* [Tasks to complete]:
1. In the passage on Marx and art, what did atomism manifest itself in during the last part of the 20th century?
2. Extract every line of the records that contains the string "negative".

* [Excerpted passage]:
This idea goes hand in hand with the notion that the historical process is entirely accidental. As the historian, EH Carr, observed, “it is in periods of uncertainty and decay that historians are wont to indulge in extensive reflections on chance, and to discover great wisdom in the theory of history as a chapter of accidents”.4 A hundred years ago, such scepticism was expressed in positivism (which confines itself to verifiable facts and avoids speculative theory in all its forms, including dialectical materialism). But in the last part of the 20th century, atomism manifested itself in structuralism/post-structuralism/postmodernism. Arguably, a contributing factor to both is the fact philosophy has been contaminated by the actual experience of Stalinism.
So what does constitute a Marxist/essentialist approach to the historical process? “The essentialist distinguishes between two kinds of change: those that are merely accidental and those that are necessary (or … expressions of something deeper). An organic entity, whether it is a cat or a society [including art], undergoes changes of both kinds.”5 The necessary development of society - eg, from capitalism to socialism and communism - may be derailed by a historical accident. Given Marx’s base/superstructure model, sooner or later, this must affect the latter: art in our case.
Marx on art
Marx’s view of art must be seen in this context. This is the only way to understand his idea of art as integral to humanity’s struggle to realise itself as a ‘species being’: ie, as homo aestheticus in a future communist society.

* [Task input]:
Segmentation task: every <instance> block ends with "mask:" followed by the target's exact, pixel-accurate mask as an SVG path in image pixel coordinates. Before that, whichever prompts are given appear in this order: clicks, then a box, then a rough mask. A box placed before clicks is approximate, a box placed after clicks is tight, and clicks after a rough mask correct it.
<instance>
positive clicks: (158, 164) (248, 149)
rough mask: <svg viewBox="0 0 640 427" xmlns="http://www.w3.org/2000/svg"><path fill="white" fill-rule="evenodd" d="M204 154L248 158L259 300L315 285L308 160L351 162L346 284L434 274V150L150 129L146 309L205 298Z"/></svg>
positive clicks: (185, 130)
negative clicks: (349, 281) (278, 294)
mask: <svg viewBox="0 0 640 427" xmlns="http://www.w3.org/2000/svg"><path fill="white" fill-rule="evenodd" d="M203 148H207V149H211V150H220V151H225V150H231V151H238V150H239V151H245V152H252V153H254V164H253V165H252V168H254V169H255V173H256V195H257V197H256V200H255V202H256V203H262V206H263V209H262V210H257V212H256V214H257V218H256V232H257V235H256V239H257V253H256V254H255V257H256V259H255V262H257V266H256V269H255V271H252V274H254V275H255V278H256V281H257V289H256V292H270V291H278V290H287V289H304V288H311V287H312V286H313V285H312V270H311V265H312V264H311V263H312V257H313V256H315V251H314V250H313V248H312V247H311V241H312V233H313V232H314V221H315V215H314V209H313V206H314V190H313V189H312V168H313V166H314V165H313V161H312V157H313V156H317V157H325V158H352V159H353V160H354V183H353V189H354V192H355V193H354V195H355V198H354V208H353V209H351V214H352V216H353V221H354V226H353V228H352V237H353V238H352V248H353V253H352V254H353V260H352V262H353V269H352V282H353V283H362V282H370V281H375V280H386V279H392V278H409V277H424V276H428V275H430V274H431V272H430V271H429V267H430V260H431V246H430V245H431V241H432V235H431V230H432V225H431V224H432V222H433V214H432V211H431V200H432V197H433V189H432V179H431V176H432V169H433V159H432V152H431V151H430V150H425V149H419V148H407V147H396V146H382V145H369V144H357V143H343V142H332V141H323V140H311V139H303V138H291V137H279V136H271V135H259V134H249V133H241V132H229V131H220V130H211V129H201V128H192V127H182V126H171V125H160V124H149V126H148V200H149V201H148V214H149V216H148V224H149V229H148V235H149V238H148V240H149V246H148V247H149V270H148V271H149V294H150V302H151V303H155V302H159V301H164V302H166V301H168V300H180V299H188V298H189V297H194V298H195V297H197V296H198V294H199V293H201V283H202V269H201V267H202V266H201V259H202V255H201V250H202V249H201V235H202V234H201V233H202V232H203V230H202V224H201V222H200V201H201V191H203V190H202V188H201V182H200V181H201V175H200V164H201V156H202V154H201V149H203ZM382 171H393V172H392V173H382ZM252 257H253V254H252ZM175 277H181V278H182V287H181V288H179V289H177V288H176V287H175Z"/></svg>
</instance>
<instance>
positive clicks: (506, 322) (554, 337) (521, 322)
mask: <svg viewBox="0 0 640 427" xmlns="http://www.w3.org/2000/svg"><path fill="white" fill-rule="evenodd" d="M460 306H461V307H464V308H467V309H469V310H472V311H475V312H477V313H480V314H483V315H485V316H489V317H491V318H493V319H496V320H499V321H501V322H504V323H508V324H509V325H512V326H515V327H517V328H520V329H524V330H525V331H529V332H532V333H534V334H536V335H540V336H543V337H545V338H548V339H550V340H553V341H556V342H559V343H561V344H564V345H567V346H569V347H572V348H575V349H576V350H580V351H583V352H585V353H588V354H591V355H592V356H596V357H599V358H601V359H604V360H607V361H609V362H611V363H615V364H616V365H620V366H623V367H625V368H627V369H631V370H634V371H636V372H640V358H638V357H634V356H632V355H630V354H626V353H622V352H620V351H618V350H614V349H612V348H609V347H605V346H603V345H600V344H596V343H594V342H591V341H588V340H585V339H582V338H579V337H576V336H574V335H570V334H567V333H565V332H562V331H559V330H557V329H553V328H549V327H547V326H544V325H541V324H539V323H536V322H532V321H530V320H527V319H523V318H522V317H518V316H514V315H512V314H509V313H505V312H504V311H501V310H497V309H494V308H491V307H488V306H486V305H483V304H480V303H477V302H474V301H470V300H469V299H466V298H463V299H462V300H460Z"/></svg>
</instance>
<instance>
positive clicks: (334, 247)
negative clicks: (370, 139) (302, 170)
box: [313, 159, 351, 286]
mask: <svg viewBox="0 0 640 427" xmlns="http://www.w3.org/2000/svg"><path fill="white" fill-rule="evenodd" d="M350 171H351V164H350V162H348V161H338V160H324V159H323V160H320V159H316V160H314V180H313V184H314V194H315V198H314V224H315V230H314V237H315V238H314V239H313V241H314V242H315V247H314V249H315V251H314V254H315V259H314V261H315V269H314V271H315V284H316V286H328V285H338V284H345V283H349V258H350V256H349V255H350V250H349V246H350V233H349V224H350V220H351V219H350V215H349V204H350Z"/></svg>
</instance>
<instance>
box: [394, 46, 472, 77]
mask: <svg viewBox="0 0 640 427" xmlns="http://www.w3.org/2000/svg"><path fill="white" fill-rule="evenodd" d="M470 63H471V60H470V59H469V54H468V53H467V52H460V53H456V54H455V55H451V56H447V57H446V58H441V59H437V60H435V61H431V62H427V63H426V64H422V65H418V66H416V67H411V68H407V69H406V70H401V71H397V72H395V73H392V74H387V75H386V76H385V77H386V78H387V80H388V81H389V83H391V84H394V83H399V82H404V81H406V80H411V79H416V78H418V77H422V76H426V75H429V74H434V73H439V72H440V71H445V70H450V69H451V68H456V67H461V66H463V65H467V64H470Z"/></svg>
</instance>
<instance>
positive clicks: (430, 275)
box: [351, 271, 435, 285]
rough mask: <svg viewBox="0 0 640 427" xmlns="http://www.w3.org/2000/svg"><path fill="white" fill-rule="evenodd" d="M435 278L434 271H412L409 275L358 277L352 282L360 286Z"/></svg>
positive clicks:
...
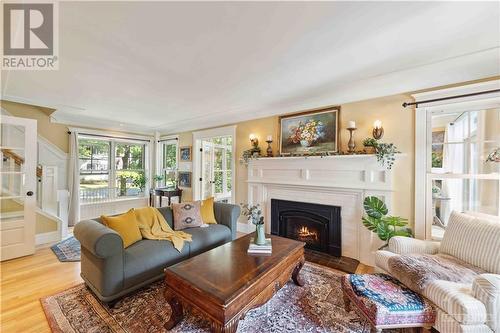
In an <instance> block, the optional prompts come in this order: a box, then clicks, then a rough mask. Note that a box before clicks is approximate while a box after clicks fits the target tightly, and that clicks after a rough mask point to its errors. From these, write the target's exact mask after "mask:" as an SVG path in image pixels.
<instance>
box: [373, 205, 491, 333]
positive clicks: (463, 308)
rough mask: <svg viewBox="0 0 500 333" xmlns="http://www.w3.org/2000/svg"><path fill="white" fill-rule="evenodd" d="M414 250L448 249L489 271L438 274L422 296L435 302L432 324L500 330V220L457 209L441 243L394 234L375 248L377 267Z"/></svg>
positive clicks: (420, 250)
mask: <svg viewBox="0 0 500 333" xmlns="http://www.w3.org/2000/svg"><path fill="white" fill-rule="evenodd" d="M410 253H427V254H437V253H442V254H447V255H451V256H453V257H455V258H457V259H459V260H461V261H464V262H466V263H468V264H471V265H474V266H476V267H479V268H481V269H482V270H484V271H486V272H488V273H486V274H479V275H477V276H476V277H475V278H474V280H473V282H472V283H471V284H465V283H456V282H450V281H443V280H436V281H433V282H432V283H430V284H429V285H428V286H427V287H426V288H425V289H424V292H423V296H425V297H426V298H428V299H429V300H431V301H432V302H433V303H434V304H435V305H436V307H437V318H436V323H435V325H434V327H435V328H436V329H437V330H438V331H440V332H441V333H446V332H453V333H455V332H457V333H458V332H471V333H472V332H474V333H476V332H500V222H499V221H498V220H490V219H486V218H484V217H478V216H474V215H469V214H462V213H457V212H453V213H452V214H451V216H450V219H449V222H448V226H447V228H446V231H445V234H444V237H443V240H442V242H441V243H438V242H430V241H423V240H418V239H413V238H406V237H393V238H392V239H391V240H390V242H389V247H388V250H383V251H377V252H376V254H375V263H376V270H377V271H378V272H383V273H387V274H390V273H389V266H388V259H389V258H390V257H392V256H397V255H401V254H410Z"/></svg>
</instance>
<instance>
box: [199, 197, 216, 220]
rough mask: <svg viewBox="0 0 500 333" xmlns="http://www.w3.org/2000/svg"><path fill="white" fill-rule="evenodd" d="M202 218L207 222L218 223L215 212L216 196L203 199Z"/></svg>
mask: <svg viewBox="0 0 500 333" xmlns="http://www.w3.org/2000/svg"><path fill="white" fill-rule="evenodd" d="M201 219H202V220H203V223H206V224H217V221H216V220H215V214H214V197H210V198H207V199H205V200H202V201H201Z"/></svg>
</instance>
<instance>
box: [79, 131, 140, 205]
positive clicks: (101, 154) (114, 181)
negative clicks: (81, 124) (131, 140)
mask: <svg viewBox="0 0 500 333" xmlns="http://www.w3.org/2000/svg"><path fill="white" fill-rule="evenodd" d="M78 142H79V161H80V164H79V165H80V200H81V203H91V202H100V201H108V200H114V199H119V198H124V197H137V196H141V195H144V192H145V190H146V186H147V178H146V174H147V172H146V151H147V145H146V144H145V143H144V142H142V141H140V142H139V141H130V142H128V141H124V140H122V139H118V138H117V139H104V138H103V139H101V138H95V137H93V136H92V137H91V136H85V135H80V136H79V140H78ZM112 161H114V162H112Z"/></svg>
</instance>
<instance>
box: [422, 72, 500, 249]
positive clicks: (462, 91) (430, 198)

* [Answers given]:
1. It manifested itself in structuralism/post-structuralism/postmodernism.

2.
negative clicks: (349, 281) (278, 294)
negative clicks: (370, 139) (302, 170)
negative clicks: (81, 124) (131, 140)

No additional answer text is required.